## Task to complete:
List each line of the material below that contains the string "self", copying every such line in full.

## Records for processing:
"""
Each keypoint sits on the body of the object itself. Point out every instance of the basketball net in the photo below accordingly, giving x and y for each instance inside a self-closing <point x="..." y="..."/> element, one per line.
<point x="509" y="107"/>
"""
"""
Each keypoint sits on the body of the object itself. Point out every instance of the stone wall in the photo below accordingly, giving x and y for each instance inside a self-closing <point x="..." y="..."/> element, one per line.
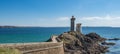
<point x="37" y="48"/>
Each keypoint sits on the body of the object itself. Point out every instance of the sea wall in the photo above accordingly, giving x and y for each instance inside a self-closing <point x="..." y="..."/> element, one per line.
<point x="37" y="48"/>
"""
## Completed exercise:
Each keypoint sits on the body of the object itself. Point out every instance of the basketball net in the photo below accordingly, giving x and y for each instance inside a self-closing <point x="..." y="..."/> element, one per line.
Each keypoint sits on the body of the object itself. Point out every instance of the stone wall in the photo below accordingly, giving x and y for each instance inside a self-closing <point x="..." y="..."/> element, one per line.
Each keypoint sits on the body of the object itself. Point out every instance of the sea wall in the photo above accordingly, giving x and y for each instance inside a self-closing <point x="..." y="..."/> element, one per line.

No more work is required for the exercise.